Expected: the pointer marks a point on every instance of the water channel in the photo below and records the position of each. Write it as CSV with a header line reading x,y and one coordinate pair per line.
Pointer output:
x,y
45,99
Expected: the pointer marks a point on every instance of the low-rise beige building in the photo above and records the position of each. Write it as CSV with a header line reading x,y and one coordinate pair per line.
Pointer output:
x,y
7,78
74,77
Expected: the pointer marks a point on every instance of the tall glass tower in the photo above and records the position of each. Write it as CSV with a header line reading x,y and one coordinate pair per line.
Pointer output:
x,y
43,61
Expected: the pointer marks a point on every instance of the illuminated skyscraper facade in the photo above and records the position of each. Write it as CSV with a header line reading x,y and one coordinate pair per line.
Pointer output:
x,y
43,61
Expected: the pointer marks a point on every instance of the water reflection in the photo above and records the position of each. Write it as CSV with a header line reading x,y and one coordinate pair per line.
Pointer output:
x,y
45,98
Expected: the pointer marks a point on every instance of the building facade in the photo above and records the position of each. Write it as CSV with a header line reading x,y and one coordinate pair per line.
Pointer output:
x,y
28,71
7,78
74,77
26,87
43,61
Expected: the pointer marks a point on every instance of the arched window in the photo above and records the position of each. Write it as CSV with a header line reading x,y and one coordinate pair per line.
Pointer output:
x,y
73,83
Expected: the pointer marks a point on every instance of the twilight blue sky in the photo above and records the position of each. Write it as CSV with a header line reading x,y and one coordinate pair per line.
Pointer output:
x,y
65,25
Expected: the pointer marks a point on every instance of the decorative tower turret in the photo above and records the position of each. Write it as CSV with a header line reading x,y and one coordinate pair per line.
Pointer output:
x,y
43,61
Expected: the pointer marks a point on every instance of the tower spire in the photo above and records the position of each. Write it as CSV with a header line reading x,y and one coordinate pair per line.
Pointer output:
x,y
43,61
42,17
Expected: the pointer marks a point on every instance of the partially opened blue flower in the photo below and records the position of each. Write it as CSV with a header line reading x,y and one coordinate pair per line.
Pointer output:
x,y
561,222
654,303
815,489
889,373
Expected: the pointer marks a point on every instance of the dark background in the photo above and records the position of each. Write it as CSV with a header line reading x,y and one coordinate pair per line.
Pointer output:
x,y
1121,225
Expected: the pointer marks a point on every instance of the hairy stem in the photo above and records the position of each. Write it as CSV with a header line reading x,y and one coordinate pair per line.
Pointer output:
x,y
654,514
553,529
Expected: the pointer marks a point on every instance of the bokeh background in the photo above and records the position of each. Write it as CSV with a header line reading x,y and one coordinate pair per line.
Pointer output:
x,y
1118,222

##########

__What you need to do__.
Format everything from the line containing "of the bokeh" down to the end of the records as a two-column CSV with the header request,answer. Give one row per record, and put each field in double quotes with its line breaks turned into spaces.

__Expected answer__.
request,answer
"Expected: the pointer marks a point on every instance of the bokeh background in the photo above and records the position of each. Write it as CSV with a header line reading x,y and one coordinate pair per line. Pointer output:","x,y 1118,222"